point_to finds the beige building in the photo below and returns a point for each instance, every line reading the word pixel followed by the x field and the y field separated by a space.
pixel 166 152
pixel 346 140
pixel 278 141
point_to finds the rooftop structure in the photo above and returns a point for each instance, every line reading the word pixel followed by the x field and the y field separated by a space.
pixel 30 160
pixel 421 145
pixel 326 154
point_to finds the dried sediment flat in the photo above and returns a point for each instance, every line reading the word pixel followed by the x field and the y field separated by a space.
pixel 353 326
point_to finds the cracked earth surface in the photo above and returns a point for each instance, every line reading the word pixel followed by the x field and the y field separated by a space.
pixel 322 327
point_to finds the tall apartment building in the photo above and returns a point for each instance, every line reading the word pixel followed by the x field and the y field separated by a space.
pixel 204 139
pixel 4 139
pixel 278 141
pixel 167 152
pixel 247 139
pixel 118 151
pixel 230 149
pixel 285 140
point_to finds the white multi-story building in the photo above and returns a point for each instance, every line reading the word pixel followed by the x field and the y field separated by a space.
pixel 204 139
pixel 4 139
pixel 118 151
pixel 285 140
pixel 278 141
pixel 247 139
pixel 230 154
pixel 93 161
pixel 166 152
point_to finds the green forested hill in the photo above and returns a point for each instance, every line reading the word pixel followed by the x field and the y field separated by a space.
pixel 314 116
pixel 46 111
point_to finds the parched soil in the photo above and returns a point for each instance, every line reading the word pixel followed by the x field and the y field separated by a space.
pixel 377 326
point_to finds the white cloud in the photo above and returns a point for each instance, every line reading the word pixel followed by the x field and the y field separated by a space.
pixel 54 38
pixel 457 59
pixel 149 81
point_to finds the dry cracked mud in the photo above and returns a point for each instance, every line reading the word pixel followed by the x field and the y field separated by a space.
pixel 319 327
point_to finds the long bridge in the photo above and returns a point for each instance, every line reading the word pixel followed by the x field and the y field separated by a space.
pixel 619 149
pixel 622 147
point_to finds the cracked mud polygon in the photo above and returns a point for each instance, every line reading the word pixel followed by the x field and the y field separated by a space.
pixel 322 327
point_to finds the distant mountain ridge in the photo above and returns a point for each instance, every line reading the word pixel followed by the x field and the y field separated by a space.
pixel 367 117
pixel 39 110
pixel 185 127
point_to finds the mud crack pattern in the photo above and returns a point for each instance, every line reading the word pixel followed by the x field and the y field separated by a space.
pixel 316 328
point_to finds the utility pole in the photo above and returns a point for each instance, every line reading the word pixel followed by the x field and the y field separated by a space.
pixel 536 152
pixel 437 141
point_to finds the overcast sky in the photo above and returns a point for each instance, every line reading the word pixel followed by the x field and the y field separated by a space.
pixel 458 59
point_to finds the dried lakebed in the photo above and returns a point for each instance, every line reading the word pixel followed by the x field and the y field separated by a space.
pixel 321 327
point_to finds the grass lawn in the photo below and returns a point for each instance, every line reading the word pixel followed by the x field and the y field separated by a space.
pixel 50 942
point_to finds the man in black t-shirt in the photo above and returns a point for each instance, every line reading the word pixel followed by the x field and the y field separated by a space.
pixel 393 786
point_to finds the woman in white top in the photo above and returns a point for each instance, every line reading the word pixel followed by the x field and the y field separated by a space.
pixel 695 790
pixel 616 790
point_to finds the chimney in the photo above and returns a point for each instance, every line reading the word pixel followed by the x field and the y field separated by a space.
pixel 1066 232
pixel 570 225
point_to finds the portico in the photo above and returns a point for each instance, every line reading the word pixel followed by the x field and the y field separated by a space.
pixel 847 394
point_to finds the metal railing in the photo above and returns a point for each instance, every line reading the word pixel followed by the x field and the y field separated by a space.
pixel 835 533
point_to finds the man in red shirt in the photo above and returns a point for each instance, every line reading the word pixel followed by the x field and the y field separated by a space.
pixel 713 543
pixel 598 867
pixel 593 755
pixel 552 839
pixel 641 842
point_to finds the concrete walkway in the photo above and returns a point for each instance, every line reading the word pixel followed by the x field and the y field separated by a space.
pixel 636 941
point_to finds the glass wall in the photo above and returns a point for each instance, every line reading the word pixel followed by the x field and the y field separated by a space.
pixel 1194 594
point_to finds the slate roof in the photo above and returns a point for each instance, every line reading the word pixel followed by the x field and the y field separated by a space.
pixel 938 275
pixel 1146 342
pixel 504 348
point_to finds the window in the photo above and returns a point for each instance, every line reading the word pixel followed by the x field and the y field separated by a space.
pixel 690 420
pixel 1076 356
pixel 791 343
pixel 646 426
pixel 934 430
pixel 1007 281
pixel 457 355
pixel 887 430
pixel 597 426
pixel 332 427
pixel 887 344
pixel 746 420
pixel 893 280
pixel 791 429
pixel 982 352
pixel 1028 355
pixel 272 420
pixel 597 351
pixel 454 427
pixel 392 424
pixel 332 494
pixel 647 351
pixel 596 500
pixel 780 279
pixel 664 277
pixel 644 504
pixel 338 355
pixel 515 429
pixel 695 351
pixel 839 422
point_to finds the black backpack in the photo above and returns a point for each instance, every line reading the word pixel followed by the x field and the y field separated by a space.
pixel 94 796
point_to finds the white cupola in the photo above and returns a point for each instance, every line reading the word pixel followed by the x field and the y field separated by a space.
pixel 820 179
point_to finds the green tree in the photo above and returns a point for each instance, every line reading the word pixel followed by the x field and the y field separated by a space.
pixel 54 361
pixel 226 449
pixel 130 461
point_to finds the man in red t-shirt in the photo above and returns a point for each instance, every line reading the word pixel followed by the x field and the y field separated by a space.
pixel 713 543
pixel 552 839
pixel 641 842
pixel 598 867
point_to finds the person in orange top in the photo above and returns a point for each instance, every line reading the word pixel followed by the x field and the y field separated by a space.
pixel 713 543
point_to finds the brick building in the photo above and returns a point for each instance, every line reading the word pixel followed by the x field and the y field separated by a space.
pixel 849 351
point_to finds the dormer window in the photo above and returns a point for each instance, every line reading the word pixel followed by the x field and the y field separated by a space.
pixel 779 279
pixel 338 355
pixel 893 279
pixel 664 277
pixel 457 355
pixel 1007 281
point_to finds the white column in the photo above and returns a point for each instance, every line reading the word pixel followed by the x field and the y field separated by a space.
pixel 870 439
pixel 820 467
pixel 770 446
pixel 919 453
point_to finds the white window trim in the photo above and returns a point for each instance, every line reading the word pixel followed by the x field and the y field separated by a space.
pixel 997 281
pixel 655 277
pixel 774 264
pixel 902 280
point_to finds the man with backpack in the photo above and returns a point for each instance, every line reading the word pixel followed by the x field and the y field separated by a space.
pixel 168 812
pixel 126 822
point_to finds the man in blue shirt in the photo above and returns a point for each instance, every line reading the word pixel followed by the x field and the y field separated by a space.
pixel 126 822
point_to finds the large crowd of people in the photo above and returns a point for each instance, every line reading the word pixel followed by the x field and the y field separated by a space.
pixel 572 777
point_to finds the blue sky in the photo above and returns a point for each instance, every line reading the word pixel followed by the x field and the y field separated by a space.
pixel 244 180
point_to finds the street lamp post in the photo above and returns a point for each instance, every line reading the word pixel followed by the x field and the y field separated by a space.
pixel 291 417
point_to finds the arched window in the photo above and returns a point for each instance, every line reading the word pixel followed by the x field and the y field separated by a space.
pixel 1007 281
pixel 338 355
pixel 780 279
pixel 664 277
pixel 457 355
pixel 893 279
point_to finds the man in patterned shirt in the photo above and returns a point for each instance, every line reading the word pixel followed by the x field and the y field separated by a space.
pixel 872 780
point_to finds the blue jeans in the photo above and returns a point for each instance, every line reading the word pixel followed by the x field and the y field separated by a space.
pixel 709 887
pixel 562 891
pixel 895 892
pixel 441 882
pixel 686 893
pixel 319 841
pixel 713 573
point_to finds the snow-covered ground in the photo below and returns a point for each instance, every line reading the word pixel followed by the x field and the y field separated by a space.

* * *

A verbatim copy of all the entries above is requested.

point_to finds the beige building in the photo below and returns a point for each instance, every line reading the word pixel followed by the x field and the y field separated by a space.
pixel 166 152
pixel 346 140
pixel 278 141
point_to finds the rooftop structure in the photo above and returns a point for each instance, every line reading the word pixel followed by the x field and the y field separated by a space.
pixel 30 160
pixel 421 145
pixel 326 154
point_to finds the dried sediment flat in the photo above and returns a point for each instance, every line reading the word pixel followed by the x field and the y field separated by a space.
pixel 353 326
point_to finds the cracked earth surface in the photo above and returns a point for each instance, every line reading the word pixel followed by the x field and the y field separated by a space.
pixel 322 327
point_to finds the tall apartment building in the photo above and returns a point for each instance, every line reading the word pixel followed by the x field and the y field separated by a space.
pixel 204 139
pixel 4 139
pixel 278 141
pixel 167 152
pixel 247 139
pixel 118 151
pixel 230 149
pixel 285 140
point_to finds the white multi-story building in the photo above and returns a point for each instance, every line reading the word pixel followed by the x field and the y field separated by a space.
pixel 204 139
pixel 4 139
pixel 118 151
pixel 285 140
pixel 278 141
pixel 247 139
pixel 230 154
pixel 93 161
pixel 166 152
point_to finds the green forested hill in the photo above and returns a point for each instance, every line reading the word pixel followed by the x field and the y field separated by a space.
pixel 314 116
pixel 46 111
point_to finds the parched soil in the photo above and returns a point for each instance, every line reading the word pixel followed by the x field and the y field separated by a space.
pixel 377 326
point_to finds the white cloud in the photo above and returns a point for each instance, every line reading the word pixel followed by the x field and the y field separated by a space.
pixel 54 38
pixel 457 59
pixel 149 81
point_to finds the dry cracked mud in the photo above and returns a point for each instance, every line reading the word pixel followed by the x field and the y field separated by a space.
pixel 319 327
point_to finds the long bridge in the photo above and returns a point for each instance, every line reading the word pixel followed by the x field and the y field separated by a space.
pixel 619 149
pixel 622 147
point_to finds the cracked mud polygon in the photo above and returns a point for each instance, every line reading the word pixel followed by the x field and the y field separated by a space.
pixel 322 327
point_to finds the distant mountain ridge in the photo above and returns a point for each instance, every line reading the word pixel followed by the x field and the y field separated by a space.
pixel 367 117
pixel 39 110
pixel 185 127
point_to finds the mud crack pattern in the photo above and returns a point for each instance, every line reading the word pixel followed by the x field and the y field separated by a space.
pixel 316 328
point_to finds the utility pole in the photo above and returns a point for each instance, every line reading the word pixel followed by the x field and the y field separated by a space.
pixel 536 152
pixel 437 141
point_to finds the overcast sky in the photo above and returns a point for each instance, every line reading the word pixel followed by the x field and the y field separated by a space.
pixel 458 59
point_to finds the dried lakebed in the photo above and returns a point for each instance, every line reading the word pixel followed by the x field and the y field separated by a space.
pixel 321 327
point_to finds the grass lawn in the photo below and returns a point for each instance, every line reading the word pixel followed by the x field and the y field separated by a space.
pixel 50 942
point_to finds the man in black t-shirt in the photo above and returns a point for each instance, every line reading the word pixel followed by the x field and the y field separated by a space.
pixel 393 786
point_to finds the woman in white top in the photo above and returns a point for each instance, every line reading the word pixel followed by the x field and the y field separated by a space.
pixel 695 790
pixel 616 790
point_to finds the chimney in the photo above and returns a point for each instance, every line reading the word pixel followed by the x field and the y field separated by a space.
pixel 1066 232
pixel 570 225
point_to finds the portico in the photo above and returns a point for each instance, every line reading the word pixel followed by the x field and the y field separated by a space.
pixel 847 394
point_to finds the metal railing in the photo above and returns a point for each instance, every line reading the word pixel followed by the x field and the y field separated by a space.
pixel 835 533
point_to finds the man in red shirt in the photo above and returns a point for each instance, every line reading the word pixel followed by the x field and the y field separated by a space.
pixel 713 543
pixel 598 867
pixel 593 755
pixel 552 839
pixel 641 842
point_to finds the concrete walkway in the photo above and returns a point for each instance, every line reading the word pixel followed by the x field and the y field separated by a space.
pixel 636 941
point_to finds the glass wall in the photo above and returns a point for each instance, every line reading the word pixel followed by the x field and the y field separated by a space.
pixel 1194 594
point_to finds the slate roof in the photo above and returns a point for each instance, every line reading the word pixel followed by the x field and the y field separated by a space.
pixel 938 275
pixel 1146 342
pixel 504 348
point_to finds the window in the photo above and returns a point for each instance, every line reading the word pixel followed by the x field and the y field separated by a space.
pixel 690 420
pixel 1076 356
pixel 791 343
pixel 646 426
pixel 934 430
pixel 1007 281
pixel 457 355
pixel 887 430
pixel 597 426
pixel 332 427
pixel 887 344
pixel 746 420
pixel 893 280
pixel 791 429
pixel 982 352
pixel 1028 355
pixel 272 420
pixel 597 351
pixel 454 427
pixel 392 424
pixel 332 494
pixel 647 351
pixel 596 500
pixel 780 279
pixel 664 277
pixel 644 504
pixel 338 355
pixel 515 429
pixel 695 351
pixel 839 422
point_to finds the black backpack in the photo above and returns a point for each instance, every line reading the word pixel followed by the x field and the y field separated by a space.
pixel 94 796
point_to finds the white cupola in the photo above and returns a point for each instance, every line reading the word pixel followed by the x field and the y field separated by a space.
pixel 820 179
point_to finds the green tree in the photo above and returns a point for each instance, every line reading the word pixel followed by the x field and the y field separated by a space.
pixel 54 361
pixel 226 449
pixel 130 461
point_to finds the man in red t-shirt in the photo above and returns a point for each instance, every line reading the word pixel followed by the x field and the y field separated by a space.
pixel 713 543
pixel 552 839
pixel 641 842
pixel 598 867
point_to finds the person in orange top in the photo above and returns a point for each instance, every line reading the word pixel followed by the x field and the y field separated by a space.
pixel 713 543
point_to finds the brick building in the photo above and returns a point for each instance, every line reading the word pixel followed by the x field and the y field separated by a space.
pixel 849 351
point_to finds the dormer window in the photo above and returns a point for each instance, every line reading the word pixel followed by the x field and the y field separated by a space.
pixel 779 279
pixel 338 355
pixel 893 279
pixel 664 277
pixel 457 355
pixel 1007 281
point_to finds the white column in the photo above and returns a point for each instance, every line reading the word pixel followed by the x field and the y field separated by a space.
pixel 870 439
pixel 820 467
pixel 770 446
pixel 919 453
point_to finds the white window trim in the photo above and returns a point for each instance, every line reading the word pixel followed by the x field and the y field separated by a space.
pixel 997 281
pixel 655 277
pixel 774 264
pixel 902 280
point_to finds the man with backpack in the photo above and returns a point for each instance, every line reading the word pixel followed by the x field and the y field separated by a space.
pixel 168 812
pixel 126 822
point_to finds the man in blue shirt in the photo above and returns a point for each instance, every line reading the word pixel followed by the x field and the y field separated by a space.
pixel 126 822
point_to finds the large crowd of people in the photo above and returns a point for each instance, every line reading the word pixel followed by the x field and the y field separated by a space.
pixel 572 777
point_to finds the blue sky in the photo above and returns a point for each instance, every line reading the word pixel followed by the x field and the y field separated by a space.
pixel 244 180
point_to finds the street lamp post in the photo above and returns a point for each instance, every line reading the word pixel followed by the x field and the y field separated by a space.
pixel 291 417
point_to finds the arched window in the photo above and returns a point for each instance, every line reading the word pixel followed by the x field and the y field separated by a space.
pixel 1007 281
pixel 338 355
pixel 780 279
pixel 664 277
pixel 457 355
pixel 893 279
point_to finds the man in patterned shirt in the photo above and returns a point for each instance, every line reading the word pixel followed by the x field and the y field separated by a space.
pixel 872 780
point_to finds the blue jeans in the photo above and returns a point for each instance, every line reading the word pixel followed by the x field and the y field separated by a space.
pixel 709 887
pixel 562 891
pixel 895 892
pixel 441 882
pixel 686 893
pixel 319 841
pixel 713 573
point_to finds the snow-covered ground in the photo below and returns a point for each instance, every line reading the word pixel followed by the x field and the y field separated by a space.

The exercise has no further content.